--- What is being asked ---
Copy, word for word, the lines of the entries below between the one with "Query: black and yellow body" and the one with "x=280, y=19", inclusive, and leave out everything else.

--- Information supplied ---
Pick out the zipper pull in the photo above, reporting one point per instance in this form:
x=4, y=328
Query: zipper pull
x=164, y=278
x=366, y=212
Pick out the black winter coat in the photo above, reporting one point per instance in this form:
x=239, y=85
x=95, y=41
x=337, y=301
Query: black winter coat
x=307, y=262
--
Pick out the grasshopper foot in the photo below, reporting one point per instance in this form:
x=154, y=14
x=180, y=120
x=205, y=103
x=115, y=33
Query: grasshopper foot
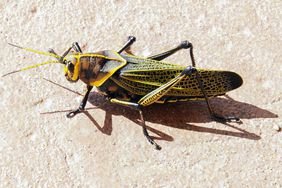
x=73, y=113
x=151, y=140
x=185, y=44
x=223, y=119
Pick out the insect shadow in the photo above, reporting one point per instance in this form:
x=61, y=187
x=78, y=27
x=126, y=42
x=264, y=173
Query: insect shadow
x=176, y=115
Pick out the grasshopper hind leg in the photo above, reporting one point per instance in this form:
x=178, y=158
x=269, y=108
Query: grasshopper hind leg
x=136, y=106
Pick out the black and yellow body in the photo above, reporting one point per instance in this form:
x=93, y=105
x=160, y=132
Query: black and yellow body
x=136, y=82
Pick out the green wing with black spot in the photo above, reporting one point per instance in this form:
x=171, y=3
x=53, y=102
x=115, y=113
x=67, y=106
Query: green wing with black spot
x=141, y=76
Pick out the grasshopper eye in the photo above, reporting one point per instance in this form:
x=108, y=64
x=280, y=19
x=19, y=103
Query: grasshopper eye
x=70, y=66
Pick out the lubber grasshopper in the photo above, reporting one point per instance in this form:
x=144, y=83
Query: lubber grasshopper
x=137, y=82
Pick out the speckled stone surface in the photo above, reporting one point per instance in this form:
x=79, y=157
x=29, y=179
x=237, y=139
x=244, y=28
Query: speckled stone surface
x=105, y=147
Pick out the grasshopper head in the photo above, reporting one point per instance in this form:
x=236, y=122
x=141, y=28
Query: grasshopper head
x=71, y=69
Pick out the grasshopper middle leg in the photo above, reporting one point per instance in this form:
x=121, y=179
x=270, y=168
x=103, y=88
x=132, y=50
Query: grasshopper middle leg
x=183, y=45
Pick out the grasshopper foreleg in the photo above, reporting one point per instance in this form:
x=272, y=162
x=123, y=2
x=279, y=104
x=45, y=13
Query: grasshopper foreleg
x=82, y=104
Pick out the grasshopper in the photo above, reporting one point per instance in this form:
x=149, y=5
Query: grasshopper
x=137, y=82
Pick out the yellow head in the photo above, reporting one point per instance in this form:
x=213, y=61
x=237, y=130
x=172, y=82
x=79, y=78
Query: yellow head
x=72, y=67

--- Output of the exercise ---
Query: black and yellow body
x=136, y=82
Pick out the green wing with black spot in the photo above, reporting one point per instance in this form:
x=171, y=3
x=53, y=102
x=115, y=113
x=67, y=106
Query: green wing with black spot
x=141, y=76
Pick out the grasshopper eye in the photo above, reporting one point per instance in this form:
x=108, y=64
x=280, y=19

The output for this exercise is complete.